Passage provided —
☆ ☆ ☆ ☆ ☆

Using this machine as the server and the nuc as the desktop would make
more sense.

Maybe that's the way to do it.

I did think about this in the past, or getting a nice laptop / docking station combination and a server setup.

The system is fairly responsive right now but I am not hitting the HDDs
right now using thunderbird as I type this. This is with duperemove
hitting the HDDs hard and I'd not consider doing anything else that hit
the HDDs. Incidentally application data is now 72% of physical memory
and disk cache 24-25% with the remainder few % free.

Also have mediatomb on it and serve files to mpd on a raspberry pi.
Mediatomb seems to churn the disk sometimes. Not installed right now.

My second thought is that often the best way to improve I/O performance >>>> is to add more ram. Is that a possibility with your hardware?

I've got 8GB and about 40% acts as a disk cache. I could try hunting
down 16GB on ebay but I paid full price a year or so ago for the 8GB.
Looking at kinfocentre right now I have 19% of my memory free, 35% in
disk cache and 44% application data. So would adding more ram do
anything but add to free memory?

Yes, adding memory will make a /serious/ difference when you are trying
to work as a server and a desktop - /if/ you really are having
performance issues with I/O. But to be honest, I don't think you /are/
having I/O performance issues - I suspect you just think you are. If
you have a lot of free memory (and 19% is quite a lot, unless you have
just stopped a large process) then you are not actually doing a lot of
I/O, because disk data is cached in ram whenever there is /any/ free ram.

Given that there is little free now the numbers I quoted earlier might
not have been representative. I did not see a noticeable difference
between 4 & 8 GB therefore I'd not considered more ram. However, if it
is really likely to make a big difference and with 16GB of DDR2 going
for between £15 and £45 on ebay then some research is warranted.

☆ ☆ ☆ ☆ ☆

Object point labels
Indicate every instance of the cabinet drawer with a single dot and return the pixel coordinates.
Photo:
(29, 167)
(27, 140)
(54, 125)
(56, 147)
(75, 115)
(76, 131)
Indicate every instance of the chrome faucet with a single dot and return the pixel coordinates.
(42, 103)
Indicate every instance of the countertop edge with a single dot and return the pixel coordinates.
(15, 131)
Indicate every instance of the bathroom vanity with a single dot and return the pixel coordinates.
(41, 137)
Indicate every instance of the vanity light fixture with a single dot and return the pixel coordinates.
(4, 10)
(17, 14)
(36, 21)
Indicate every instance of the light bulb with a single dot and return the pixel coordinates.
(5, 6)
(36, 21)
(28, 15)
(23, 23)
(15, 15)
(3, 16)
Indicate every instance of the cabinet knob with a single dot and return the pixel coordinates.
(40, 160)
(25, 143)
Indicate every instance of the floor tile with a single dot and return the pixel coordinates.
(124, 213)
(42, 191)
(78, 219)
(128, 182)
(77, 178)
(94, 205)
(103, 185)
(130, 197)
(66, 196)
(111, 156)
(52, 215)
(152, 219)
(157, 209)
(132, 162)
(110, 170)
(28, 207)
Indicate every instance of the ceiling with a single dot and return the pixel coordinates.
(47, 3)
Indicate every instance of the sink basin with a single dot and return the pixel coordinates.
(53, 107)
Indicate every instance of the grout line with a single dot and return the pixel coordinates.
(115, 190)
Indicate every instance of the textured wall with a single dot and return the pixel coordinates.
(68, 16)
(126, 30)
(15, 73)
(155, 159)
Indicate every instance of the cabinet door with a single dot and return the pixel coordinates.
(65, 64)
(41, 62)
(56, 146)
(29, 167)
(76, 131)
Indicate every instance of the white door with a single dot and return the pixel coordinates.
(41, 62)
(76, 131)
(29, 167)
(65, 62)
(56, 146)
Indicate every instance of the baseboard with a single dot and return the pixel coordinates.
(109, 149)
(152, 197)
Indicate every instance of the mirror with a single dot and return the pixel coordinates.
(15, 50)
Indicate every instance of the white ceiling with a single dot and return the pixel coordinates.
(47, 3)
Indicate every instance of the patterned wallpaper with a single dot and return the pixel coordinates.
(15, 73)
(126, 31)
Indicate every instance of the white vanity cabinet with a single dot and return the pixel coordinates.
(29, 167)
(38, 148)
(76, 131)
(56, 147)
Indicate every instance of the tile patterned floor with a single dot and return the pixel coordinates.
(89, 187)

☆ ☆ ☆ ☆ ☆

Short task 1 —
Answer these questions from the forum thread.
(a) Which program serves files to mpd on a raspberry pi?
(b) How much RAM does the person asked about adding ram say they have?
(c) What price range does the forum thread give for 16GB of DDR2 on ebay?
Short task 2 — Put the rows from the line with "Indicate every instance of the tile" through the last line of the rows into a JSON list of strings, one string per line and no blank lines.
The forum thread and the rows are separate material.

Task result 1 —
(a) Mediatomb
(b) 8GB
(c) Between £15 and £45

Task result 2 —
[
  "Indicate every instance of the tile patterned floor with a single dot and return the pixel coordinates.",
  "(89, 187)"
]